Tarefa do exercício 1:
Copie, sem mudar nada, as linhas dos registros que vão do começo até a linha que contém "column 38, row 4", incluindo as duas pontas.

Texto fornecido:
ASSASSINOS DA INTELIGÊNCIA
Olavo de Carvalho
17 Junho 2014
Pensar, até um burro pensa. O que
distingue a espécie humana é sua capacidade de confrontar o pensado com o
conjunto dos conhecimentos disponíveis e regular o curso do pensamento pela
escala de credibilidade que vai do possível ao verossímil, ao provável ou
razoável e, em certos casos, à certeza.
Aristóteles já ensinava isso.
Infelizmente, no Brasil, raros
opinadores têm o senso dessas distinções. A maioria imagina que para pensar com
proveito basta um pouco de lógica formal e algum domínio dos chavões mais caros
ao coraçãozinho da platéia.
Em debate recente, o prof. Ígor
Fúser, uma estrela do cast universitário esquerdista, assegurou que “não se
pode julgar a maldade um regime pelo número das suas vítimas”. Dez minutos
depois, desmentia-se fragorosamente ao alegar que a ditadura brasileira
“perseguiu milhares de pessoas” e que o número de cristãos assassinados no
mundo está muito abaixo dos cem mil por ano – subentendendo, portanto, que a
ditadura foi um horror e que os matadores de cristãos nos países islâmicos e
comunistas não são tão maus quanto se diz.
Mas o pior não é isso. Mesmo sem
esses autodesmentidos grotescos, a afirmativa geral que os antecedeu – a mais
comumente alegada por devotos comunistas empenhados em salvar a honra dos
governos mais assassinos que o mundo já conheceu – é perfeitamente desprovida
de sentido.
Para perceber isso basta medi-la
com a escala de credibilidade.
Em política, admite-se
universalmente, as certezas absolutas são raras ou inexistentes. O meramente
possível reflete a liberdade da fantasia, o verossímil é apenas questão de
opinião, gosto ou preferência. Não servem como argumentos. Resta a
probabilidade razoável. Quem quer que argumente seriamente em política procura
nos convencer de que a razão, com altíssima probabilidade, está do seu lado.
Acontece, para a tristeza dos
tagarelas, que todo argumento de probabilidade depende eminentemente do
elemento quantitativo que o fundamenta explícita ou implicitamente. Se digo que
o candidato X vai vencer as próximas eleições com uma probabilidade de zero a
cem por cento, não disse absolutamente nada. Tanto vale dizer que um governo é
igualmente malvado se não matou ninguém ou se matou milhões de pessoas.

Registros de marcação de locais
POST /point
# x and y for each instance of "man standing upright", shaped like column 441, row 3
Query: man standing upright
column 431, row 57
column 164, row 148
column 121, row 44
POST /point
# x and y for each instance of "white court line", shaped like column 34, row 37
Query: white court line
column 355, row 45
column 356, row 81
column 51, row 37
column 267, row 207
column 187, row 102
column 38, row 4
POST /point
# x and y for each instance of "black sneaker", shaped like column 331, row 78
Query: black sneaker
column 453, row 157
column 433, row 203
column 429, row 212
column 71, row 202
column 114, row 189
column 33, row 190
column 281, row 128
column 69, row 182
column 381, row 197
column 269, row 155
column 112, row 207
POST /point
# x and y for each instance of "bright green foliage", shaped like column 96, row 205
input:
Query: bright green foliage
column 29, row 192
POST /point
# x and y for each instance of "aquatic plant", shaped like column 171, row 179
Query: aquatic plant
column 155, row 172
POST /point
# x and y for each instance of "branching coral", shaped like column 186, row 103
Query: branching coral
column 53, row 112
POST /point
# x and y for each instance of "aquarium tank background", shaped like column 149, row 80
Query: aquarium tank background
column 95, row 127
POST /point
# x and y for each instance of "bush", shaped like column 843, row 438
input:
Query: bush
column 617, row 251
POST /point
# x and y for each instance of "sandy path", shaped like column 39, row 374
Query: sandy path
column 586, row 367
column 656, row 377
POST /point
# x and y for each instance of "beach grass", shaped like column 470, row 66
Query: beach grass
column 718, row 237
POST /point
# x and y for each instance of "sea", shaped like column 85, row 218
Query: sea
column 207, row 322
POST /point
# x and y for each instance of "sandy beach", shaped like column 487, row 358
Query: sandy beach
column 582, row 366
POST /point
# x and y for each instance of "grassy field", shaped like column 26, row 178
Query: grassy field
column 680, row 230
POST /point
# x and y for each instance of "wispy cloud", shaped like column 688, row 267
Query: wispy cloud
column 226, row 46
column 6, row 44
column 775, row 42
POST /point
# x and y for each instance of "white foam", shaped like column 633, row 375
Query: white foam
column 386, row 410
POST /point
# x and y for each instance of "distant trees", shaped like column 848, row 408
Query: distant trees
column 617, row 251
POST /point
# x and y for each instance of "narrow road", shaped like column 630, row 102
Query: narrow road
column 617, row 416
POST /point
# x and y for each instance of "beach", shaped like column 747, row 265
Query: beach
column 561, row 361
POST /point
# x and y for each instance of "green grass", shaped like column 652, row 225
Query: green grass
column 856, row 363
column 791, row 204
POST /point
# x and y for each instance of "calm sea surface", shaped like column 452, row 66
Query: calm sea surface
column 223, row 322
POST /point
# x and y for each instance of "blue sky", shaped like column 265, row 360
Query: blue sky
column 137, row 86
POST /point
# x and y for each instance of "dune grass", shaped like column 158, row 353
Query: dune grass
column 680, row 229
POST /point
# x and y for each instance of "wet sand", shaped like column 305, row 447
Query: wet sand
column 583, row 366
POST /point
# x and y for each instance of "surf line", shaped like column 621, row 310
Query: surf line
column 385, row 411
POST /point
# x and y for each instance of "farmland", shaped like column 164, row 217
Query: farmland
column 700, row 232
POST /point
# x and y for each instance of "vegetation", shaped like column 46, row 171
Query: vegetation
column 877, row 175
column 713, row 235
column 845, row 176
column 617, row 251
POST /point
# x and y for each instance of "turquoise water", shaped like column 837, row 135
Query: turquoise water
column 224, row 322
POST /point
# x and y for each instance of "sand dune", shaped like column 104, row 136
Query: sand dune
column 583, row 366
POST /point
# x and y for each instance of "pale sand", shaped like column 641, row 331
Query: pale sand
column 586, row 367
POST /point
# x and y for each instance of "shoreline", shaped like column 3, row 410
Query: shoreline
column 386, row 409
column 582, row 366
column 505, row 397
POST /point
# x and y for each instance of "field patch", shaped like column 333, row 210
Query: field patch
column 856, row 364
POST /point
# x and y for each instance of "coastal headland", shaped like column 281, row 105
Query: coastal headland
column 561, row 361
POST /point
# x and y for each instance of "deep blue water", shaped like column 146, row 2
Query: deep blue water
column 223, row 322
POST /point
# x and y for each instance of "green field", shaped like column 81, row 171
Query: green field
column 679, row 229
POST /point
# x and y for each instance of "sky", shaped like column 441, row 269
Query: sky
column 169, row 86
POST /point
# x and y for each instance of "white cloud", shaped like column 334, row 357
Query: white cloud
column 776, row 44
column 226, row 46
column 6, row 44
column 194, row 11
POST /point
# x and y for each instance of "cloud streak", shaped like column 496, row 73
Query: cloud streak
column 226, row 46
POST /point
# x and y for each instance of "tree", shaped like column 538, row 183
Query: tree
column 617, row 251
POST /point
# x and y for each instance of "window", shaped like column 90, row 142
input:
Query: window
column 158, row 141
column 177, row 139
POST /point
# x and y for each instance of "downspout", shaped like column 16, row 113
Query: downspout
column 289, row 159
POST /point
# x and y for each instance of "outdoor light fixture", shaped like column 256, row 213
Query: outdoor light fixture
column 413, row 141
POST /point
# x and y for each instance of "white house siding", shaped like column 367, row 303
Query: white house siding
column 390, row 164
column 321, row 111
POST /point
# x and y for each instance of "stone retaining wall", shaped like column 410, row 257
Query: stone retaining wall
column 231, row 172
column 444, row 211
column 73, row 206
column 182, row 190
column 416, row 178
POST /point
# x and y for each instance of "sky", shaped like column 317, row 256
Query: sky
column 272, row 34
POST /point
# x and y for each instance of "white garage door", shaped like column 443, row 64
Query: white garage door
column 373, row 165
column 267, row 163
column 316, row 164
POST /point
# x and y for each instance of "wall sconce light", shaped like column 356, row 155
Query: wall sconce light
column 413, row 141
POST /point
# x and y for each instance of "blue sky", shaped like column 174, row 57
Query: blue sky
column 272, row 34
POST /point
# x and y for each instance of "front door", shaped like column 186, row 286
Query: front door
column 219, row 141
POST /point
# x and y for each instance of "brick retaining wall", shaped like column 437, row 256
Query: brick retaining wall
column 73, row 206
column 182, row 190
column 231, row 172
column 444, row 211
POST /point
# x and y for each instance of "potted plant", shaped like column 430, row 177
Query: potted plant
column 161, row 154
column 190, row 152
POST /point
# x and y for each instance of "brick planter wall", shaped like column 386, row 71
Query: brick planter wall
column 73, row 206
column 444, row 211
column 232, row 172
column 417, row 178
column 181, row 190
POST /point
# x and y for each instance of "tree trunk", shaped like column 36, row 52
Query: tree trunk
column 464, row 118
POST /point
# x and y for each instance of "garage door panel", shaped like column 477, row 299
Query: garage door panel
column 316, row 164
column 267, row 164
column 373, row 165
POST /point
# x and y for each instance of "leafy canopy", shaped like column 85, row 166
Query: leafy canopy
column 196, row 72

Tarefa do exercício 2:
Continue o texto sobre a escala de credibilidade logo depois da última frase mostrada.

Resposta do exercício 1:
POST /point
# x and y for each instance of "man standing upright", shaped like column 441, row 3
Query: man standing upright
column 431, row 57
column 164, row 148
column 121, row 44
POST /point
# x and y for each instance of "white court line", shaped like column 34, row 37
Query: white court line
column 355, row 45
column 356, row 81
column 51, row 37
column 267, row 207
column 187, row 102
column 38, row 4

Resposta do exercício 2:
Quando um comunista esperneia
contra o que chama de “contabilidade macabra”, tem, é claro, uma boa razão para
fazê-lo. Contados os cadáveres, é impossível negar que o comunismo foi o
flagelo mais mortífero que já se abateu sobre a humanidade. Diante disso, só
resta apegar-se ao subterfúgio insano de que o macabro não reside em fazer
cadáveres e sim em contá-los.
Somando à insanidade o
fingimento, a proibição de contar tem de ser suspensa quando se fala de regimes
“de direita”, donde se conclui que os quatrocentos terroristas mortos no regime
militar – a maioria deles de armas na mão – são um placar muito mais hediondo e
revoltante do que os cem milhões de civis desarmados que os heróis do comunismo
assassinaram na URSS, na China, na Hungria, em Cuba etc.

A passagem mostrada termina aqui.